Records for this task

• • • • • • •

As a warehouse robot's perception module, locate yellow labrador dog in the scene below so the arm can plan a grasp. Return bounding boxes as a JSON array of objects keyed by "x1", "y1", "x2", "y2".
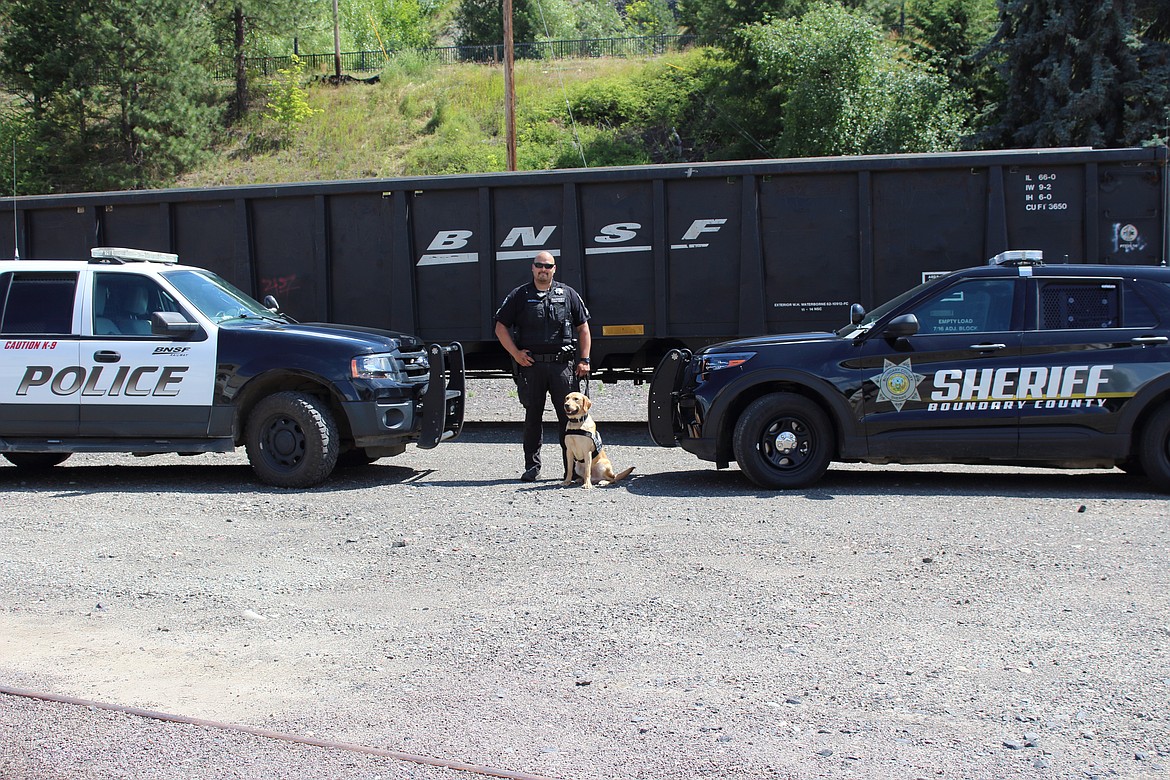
[{"x1": 560, "y1": 393, "x2": 634, "y2": 488}]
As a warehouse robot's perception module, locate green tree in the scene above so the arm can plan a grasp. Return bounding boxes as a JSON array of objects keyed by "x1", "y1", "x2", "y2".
[
  {"x1": 264, "y1": 54, "x2": 319, "y2": 145},
  {"x1": 201, "y1": 0, "x2": 313, "y2": 118},
  {"x1": 371, "y1": 0, "x2": 435, "y2": 51},
  {"x1": 679, "y1": 0, "x2": 906, "y2": 46},
  {"x1": 986, "y1": 0, "x2": 1143, "y2": 147},
  {"x1": 626, "y1": 0, "x2": 679, "y2": 35},
  {"x1": 0, "y1": 0, "x2": 216, "y2": 192},
  {"x1": 574, "y1": 0, "x2": 626, "y2": 37},
  {"x1": 455, "y1": 0, "x2": 577, "y2": 48},
  {"x1": 1126, "y1": 0, "x2": 1170, "y2": 145},
  {"x1": 743, "y1": 2, "x2": 964, "y2": 157},
  {"x1": 902, "y1": 0, "x2": 1000, "y2": 128}
]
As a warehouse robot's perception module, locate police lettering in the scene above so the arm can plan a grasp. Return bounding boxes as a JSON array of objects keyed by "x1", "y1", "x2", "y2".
[
  {"x1": 16, "y1": 366, "x2": 190, "y2": 396},
  {"x1": 930, "y1": 365, "x2": 1113, "y2": 403}
]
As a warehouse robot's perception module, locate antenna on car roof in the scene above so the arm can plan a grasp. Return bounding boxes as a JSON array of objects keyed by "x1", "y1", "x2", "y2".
[{"x1": 12, "y1": 138, "x2": 20, "y2": 260}]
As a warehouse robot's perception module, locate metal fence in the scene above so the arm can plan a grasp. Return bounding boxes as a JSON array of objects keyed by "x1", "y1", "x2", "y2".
[{"x1": 215, "y1": 35, "x2": 695, "y2": 78}]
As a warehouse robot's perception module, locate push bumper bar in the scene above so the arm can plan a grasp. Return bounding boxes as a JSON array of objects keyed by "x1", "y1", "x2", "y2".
[{"x1": 417, "y1": 341, "x2": 467, "y2": 449}]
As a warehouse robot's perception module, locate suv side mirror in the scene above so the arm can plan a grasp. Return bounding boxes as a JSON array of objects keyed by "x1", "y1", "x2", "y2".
[
  {"x1": 150, "y1": 311, "x2": 199, "y2": 339},
  {"x1": 881, "y1": 315, "x2": 918, "y2": 338}
]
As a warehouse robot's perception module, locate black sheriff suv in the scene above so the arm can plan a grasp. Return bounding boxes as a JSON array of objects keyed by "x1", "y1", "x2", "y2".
[
  {"x1": 0, "y1": 248, "x2": 464, "y2": 488},
  {"x1": 649, "y1": 250, "x2": 1170, "y2": 491}
]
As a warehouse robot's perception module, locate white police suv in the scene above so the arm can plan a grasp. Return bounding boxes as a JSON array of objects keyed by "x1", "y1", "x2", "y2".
[{"x1": 0, "y1": 248, "x2": 464, "y2": 488}]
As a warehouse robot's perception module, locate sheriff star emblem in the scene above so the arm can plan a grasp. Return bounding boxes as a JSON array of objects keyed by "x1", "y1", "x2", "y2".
[{"x1": 873, "y1": 358, "x2": 925, "y2": 412}]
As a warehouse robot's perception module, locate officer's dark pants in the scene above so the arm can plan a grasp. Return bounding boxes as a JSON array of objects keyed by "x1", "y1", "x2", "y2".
[{"x1": 518, "y1": 360, "x2": 579, "y2": 470}]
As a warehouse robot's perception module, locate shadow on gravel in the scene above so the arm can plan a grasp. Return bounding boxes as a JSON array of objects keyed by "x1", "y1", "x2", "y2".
[
  {"x1": 453, "y1": 420, "x2": 656, "y2": 444},
  {"x1": 0, "y1": 463, "x2": 429, "y2": 497},
  {"x1": 626, "y1": 467, "x2": 1151, "y2": 501}
]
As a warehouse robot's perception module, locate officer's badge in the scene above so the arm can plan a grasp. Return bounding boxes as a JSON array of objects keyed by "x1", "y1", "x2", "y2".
[{"x1": 873, "y1": 358, "x2": 925, "y2": 412}]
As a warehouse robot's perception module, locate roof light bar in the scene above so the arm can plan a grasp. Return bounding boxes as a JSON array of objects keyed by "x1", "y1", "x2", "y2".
[
  {"x1": 89, "y1": 247, "x2": 179, "y2": 264},
  {"x1": 987, "y1": 249, "x2": 1044, "y2": 265}
]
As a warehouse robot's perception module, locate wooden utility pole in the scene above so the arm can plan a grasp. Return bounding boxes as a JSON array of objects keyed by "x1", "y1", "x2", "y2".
[
  {"x1": 504, "y1": 0, "x2": 516, "y2": 171},
  {"x1": 333, "y1": 0, "x2": 342, "y2": 85}
]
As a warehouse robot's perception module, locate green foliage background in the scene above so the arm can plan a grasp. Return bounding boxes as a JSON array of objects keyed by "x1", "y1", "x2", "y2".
[{"x1": 0, "y1": 0, "x2": 1170, "y2": 193}]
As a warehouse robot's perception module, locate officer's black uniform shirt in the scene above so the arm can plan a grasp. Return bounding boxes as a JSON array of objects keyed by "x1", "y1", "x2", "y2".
[{"x1": 495, "y1": 281, "x2": 589, "y2": 353}]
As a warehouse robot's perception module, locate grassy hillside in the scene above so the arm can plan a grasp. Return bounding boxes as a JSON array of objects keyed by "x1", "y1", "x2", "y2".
[{"x1": 176, "y1": 53, "x2": 695, "y2": 187}]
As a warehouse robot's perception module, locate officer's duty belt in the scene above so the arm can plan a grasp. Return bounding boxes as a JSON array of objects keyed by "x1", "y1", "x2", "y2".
[{"x1": 532, "y1": 352, "x2": 572, "y2": 363}]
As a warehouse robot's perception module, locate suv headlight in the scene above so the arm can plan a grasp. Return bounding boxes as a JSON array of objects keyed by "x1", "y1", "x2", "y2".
[
  {"x1": 698, "y1": 352, "x2": 756, "y2": 374},
  {"x1": 350, "y1": 353, "x2": 402, "y2": 381}
]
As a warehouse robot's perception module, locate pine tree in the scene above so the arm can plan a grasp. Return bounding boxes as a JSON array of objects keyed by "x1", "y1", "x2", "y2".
[
  {"x1": 989, "y1": 0, "x2": 1142, "y2": 147},
  {"x1": 0, "y1": 0, "x2": 216, "y2": 192}
]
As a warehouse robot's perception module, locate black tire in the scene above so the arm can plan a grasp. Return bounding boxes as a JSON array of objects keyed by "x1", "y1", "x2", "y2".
[
  {"x1": 1137, "y1": 403, "x2": 1170, "y2": 492},
  {"x1": 245, "y1": 391, "x2": 339, "y2": 488},
  {"x1": 4, "y1": 453, "x2": 70, "y2": 471},
  {"x1": 731, "y1": 393, "x2": 835, "y2": 489}
]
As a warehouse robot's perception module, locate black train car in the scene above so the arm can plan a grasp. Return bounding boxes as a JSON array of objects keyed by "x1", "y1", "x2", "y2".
[{"x1": 0, "y1": 147, "x2": 1170, "y2": 379}]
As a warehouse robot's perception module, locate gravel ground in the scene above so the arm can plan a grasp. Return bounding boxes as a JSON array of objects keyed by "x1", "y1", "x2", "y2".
[{"x1": 0, "y1": 382, "x2": 1170, "y2": 780}]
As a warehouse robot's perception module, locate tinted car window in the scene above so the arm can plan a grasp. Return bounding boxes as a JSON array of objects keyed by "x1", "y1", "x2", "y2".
[
  {"x1": 908, "y1": 278, "x2": 1016, "y2": 333},
  {"x1": 1040, "y1": 279, "x2": 1121, "y2": 330},
  {"x1": 1121, "y1": 283, "x2": 1161, "y2": 327},
  {"x1": 0, "y1": 274, "x2": 77, "y2": 334}
]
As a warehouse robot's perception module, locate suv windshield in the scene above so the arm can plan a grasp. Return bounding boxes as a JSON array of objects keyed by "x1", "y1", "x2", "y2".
[
  {"x1": 163, "y1": 270, "x2": 284, "y2": 324},
  {"x1": 837, "y1": 279, "x2": 938, "y2": 336}
]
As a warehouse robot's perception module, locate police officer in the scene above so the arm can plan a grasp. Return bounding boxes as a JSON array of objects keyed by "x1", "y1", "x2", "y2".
[{"x1": 495, "y1": 251, "x2": 592, "y2": 482}]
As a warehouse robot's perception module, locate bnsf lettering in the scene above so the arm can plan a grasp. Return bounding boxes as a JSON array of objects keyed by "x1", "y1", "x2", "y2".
[
  {"x1": 16, "y1": 366, "x2": 190, "y2": 398},
  {"x1": 427, "y1": 219, "x2": 727, "y2": 251}
]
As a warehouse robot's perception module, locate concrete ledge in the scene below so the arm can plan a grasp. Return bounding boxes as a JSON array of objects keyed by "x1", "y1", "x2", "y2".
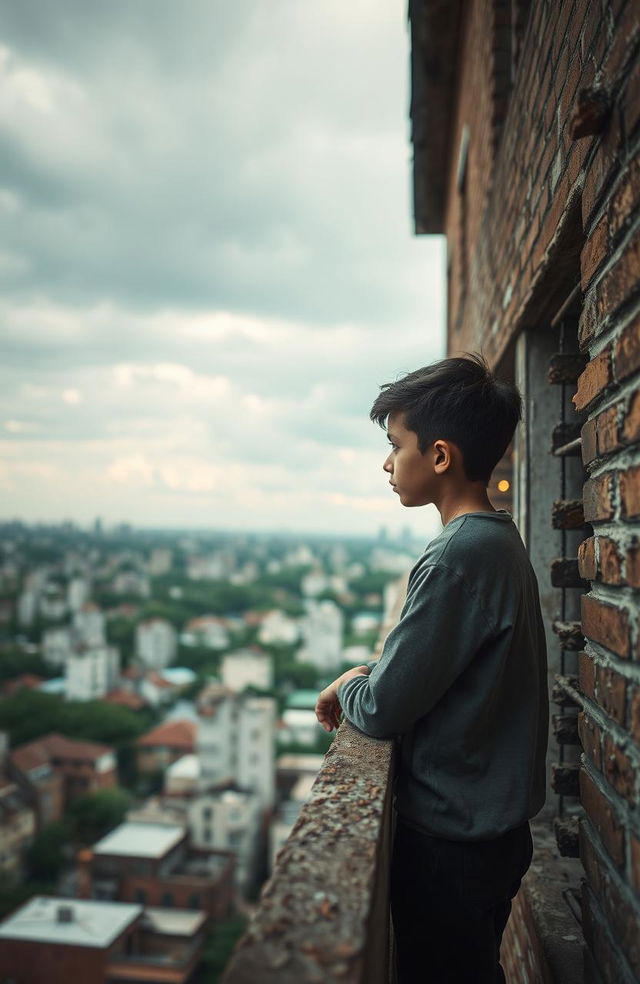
[
  {"x1": 223, "y1": 721, "x2": 393, "y2": 984},
  {"x1": 500, "y1": 820, "x2": 584, "y2": 984}
]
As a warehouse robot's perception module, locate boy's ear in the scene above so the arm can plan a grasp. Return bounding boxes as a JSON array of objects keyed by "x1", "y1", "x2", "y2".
[{"x1": 433, "y1": 441, "x2": 452, "y2": 473}]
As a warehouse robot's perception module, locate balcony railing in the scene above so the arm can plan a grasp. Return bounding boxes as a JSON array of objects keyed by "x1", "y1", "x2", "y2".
[
  {"x1": 223, "y1": 721, "x2": 393, "y2": 984},
  {"x1": 223, "y1": 579, "x2": 406, "y2": 984}
]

• • • • • • •

Task description
Copy the lines above, from the line containing "As a warehouse robot's perception module, locate tinted" through the last line, inclusive, and leave out the pictures.

Complete output
As a warehouse robot's perception module, locate tinted car window in the scene above so the arm can plan a grasp. Return bounding boxes as a JSON array of objects keyed by "x1", "y1", "x2", "y2".
[
  {"x1": 908, "y1": 278, "x2": 1016, "y2": 333},
  {"x1": 1040, "y1": 279, "x2": 1121, "y2": 330},
  {"x1": 1121, "y1": 283, "x2": 1161, "y2": 327},
  {"x1": 0, "y1": 274, "x2": 77, "y2": 334}
]
As a warehouse robot's perception module, locate suv windshield in the scene above so the arm can plan a grasp. Return bounding boxes as a JSON array of objects keyed by "x1", "y1", "x2", "y2".
[
  {"x1": 163, "y1": 270, "x2": 284, "y2": 324},
  {"x1": 837, "y1": 279, "x2": 938, "y2": 336}
]
As a warehouse robot's perception module, locate police officer in the scene above so the arm can plan a grasp. Return bounding boxes as a JSON array of objects keyed by "x1", "y1", "x2", "y2".
[{"x1": 495, "y1": 251, "x2": 592, "y2": 482}]
As a warehouse robot's perception module, locate bnsf lettering in the scene above so the arm can plan a grasp. Return bounding boxes as a JSON array of objects keyed by "x1", "y1", "x2", "y2".
[
  {"x1": 16, "y1": 366, "x2": 190, "y2": 398},
  {"x1": 427, "y1": 219, "x2": 727, "y2": 251}
]
As a warehouse robot's perception module, locate concrete ledge in the scene below so the arm can plan a grasp. Return bounding boxes as a JSON array of objects keyed by "x1", "y1", "x2", "y2".
[
  {"x1": 223, "y1": 721, "x2": 393, "y2": 984},
  {"x1": 500, "y1": 820, "x2": 584, "y2": 984}
]
As a warehouse robot's perception module, locate boy's ear in the scene above so the arm can plan a grasp. Return bounding boxes as a JSON array of objects keyed by "x1", "y1", "x2", "y2".
[{"x1": 433, "y1": 441, "x2": 452, "y2": 473}]
As a warehouse robot's perception module, locate balcony railing in the scene above so the arm can plan a grasp. Return bounding boxes as a JSON array of objects keyed by "x1", "y1", "x2", "y2".
[
  {"x1": 223, "y1": 721, "x2": 393, "y2": 984},
  {"x1": 223, "y1": 579, "x2": 406, "y2": 984}
]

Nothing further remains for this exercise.